Rows:

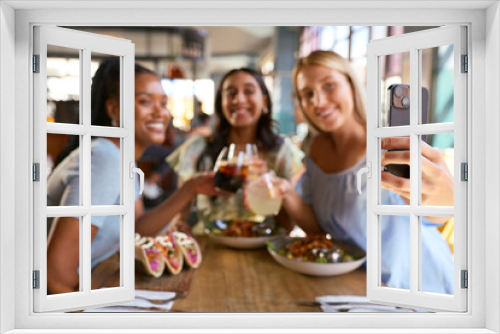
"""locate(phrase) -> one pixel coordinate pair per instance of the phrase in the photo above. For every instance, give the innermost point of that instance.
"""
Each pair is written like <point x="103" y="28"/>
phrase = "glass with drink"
<point x="232" y="166"/>
<point x="262" y="196"/>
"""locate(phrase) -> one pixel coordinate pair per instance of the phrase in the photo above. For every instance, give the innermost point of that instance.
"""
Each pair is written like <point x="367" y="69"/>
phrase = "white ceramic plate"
<point x="314" y="268"/>
<point x="241" y="242"/>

Task directions:
Return all of the data above line for line and without alteration, leaving out the pictures.

The answer:
"""locate(phrase) -> one pixel coordinate pair per instance of the phrase in the photo above. For every instance, give the innermost point of that instance.
"""
Each pair is written like <point x="103" y="28"/>
phrase = "glass with drink"
<point x="232" y="166"/>
<point x="262" y="196"/>
"""locate(phrase) -> one pixel coordinate pair per instance of the phrase in the photo above. For every instance, give the innermost point of that instance.
"""
Each pair is written like <point x="367" y="69"/>
phrase = "white ceramic plate"
<point x="314" y="268"/>
<point x="241" y="242"/>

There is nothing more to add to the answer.